◆ **Task details**: If a line includes the word "edge", it belongs in the count; state the total for the data below and add nothing.

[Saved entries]
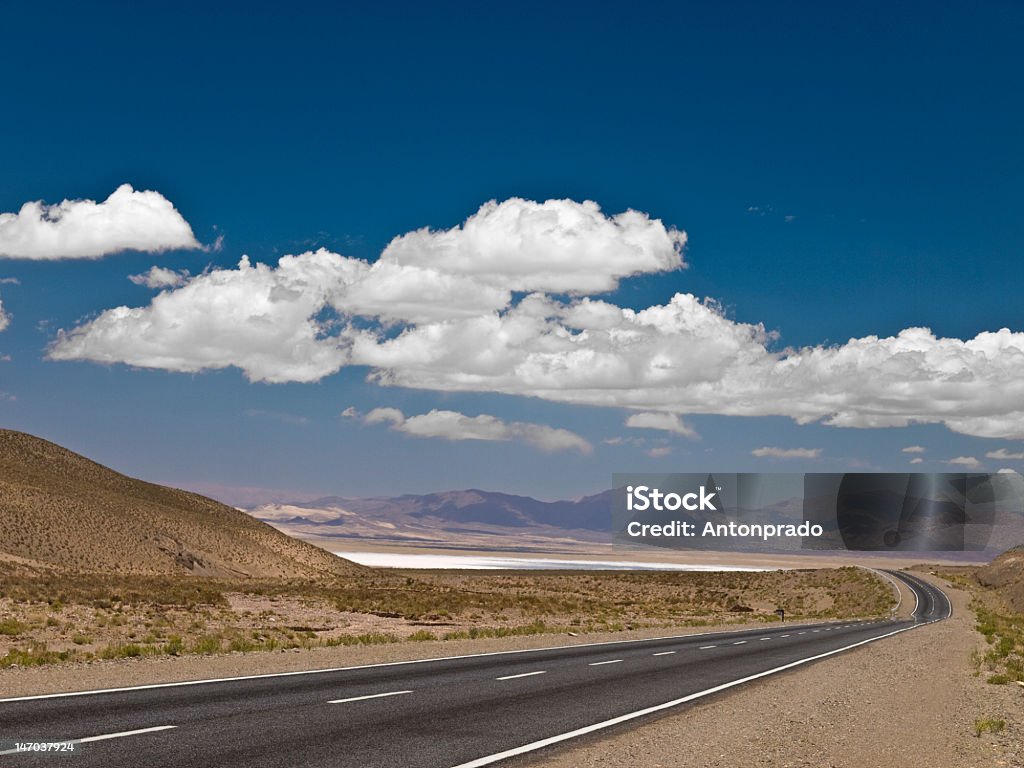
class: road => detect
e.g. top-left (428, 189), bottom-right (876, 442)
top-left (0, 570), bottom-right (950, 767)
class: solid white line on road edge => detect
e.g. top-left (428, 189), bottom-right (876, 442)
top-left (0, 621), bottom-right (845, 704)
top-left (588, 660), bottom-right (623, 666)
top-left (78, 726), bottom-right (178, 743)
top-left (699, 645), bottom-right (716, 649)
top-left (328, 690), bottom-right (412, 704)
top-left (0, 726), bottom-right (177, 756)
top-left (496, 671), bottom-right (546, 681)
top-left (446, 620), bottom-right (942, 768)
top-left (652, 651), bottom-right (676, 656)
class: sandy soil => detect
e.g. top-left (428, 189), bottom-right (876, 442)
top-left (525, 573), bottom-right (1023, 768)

==

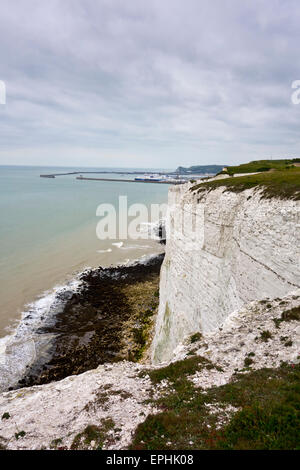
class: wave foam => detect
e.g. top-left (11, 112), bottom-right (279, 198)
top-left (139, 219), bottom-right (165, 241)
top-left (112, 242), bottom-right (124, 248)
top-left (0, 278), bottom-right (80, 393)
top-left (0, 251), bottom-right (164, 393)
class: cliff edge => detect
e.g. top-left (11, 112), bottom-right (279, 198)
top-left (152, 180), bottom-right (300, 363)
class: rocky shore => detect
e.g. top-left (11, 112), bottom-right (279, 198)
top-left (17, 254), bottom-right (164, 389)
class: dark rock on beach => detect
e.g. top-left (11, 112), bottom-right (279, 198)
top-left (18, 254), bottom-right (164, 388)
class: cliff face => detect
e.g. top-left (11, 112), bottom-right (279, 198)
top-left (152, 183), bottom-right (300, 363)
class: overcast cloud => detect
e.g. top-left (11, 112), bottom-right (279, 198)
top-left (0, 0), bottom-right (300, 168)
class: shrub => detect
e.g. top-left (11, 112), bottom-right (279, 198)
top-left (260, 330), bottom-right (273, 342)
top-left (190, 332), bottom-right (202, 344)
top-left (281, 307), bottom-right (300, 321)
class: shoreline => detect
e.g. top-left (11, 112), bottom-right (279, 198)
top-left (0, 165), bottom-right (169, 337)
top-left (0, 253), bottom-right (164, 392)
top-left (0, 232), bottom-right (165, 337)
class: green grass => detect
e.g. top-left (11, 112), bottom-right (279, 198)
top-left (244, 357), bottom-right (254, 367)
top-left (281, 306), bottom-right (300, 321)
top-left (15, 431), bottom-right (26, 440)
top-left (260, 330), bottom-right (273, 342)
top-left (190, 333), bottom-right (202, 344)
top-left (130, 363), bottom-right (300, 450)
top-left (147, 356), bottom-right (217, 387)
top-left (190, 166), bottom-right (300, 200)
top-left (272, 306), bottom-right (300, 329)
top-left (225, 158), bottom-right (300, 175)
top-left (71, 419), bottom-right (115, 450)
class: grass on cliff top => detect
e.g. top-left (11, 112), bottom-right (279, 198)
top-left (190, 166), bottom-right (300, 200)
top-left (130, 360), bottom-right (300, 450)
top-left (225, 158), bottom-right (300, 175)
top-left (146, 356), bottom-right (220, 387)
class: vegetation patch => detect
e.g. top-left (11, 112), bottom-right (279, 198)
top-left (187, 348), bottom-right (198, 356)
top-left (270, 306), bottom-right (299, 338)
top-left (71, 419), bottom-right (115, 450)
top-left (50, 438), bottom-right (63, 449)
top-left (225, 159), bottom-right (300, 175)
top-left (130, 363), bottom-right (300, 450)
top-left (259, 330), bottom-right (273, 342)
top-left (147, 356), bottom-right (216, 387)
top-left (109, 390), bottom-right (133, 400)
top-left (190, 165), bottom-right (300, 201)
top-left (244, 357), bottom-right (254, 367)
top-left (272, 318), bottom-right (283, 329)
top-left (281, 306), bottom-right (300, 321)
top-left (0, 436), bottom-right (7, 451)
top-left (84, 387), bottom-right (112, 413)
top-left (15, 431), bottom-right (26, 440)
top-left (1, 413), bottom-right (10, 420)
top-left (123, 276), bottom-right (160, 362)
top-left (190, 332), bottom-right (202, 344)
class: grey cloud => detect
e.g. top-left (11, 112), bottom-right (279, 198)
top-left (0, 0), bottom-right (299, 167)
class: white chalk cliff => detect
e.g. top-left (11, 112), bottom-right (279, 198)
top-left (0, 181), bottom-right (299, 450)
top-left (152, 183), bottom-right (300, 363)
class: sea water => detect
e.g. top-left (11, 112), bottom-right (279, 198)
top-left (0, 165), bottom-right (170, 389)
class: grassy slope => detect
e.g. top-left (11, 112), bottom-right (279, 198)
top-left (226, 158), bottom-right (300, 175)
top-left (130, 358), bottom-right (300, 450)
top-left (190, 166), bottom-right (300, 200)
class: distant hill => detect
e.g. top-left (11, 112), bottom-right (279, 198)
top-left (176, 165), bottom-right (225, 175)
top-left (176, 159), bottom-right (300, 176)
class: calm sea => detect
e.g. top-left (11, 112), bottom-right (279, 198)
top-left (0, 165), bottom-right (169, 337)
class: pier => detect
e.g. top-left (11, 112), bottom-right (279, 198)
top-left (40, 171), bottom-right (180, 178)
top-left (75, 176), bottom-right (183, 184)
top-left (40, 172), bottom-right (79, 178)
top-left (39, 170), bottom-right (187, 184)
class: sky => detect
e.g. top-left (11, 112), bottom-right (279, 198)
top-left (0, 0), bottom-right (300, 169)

◆ **Output of the task**: 2